Your goal: Rewrite the listing below, replacing "cobblestone ground" with "brick pavement" and leaving everything else as it is.

Supplied data:
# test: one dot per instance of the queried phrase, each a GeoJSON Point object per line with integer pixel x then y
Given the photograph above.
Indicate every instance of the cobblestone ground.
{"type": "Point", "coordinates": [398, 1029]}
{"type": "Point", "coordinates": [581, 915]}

Solution:
# test: one dot per instance of the queried phrase, each a GeoJSON Point object per line with integer pixel x then y
Given the photograph above.
Indicate every instance of the brick pavement.
{"type": "Point", "coordinates": [398, 1029]}
{"type": "Point", "coordinates": [581, 915]}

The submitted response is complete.